WHAT IS NEEDED - All of the data needs to be repeated exactly.

THE INPUT -
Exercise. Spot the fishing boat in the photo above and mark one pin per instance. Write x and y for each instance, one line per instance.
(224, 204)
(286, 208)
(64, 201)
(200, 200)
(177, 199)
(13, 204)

TASK ANSWER -
Exercise. Spot the fishing boat in the photo above and mark one pin per instance. Write x and y for each instance, one line per instance.
(224, 204)
(286, 208)
(64, 201)
(200, 200)
(177, 199)
(13, 204)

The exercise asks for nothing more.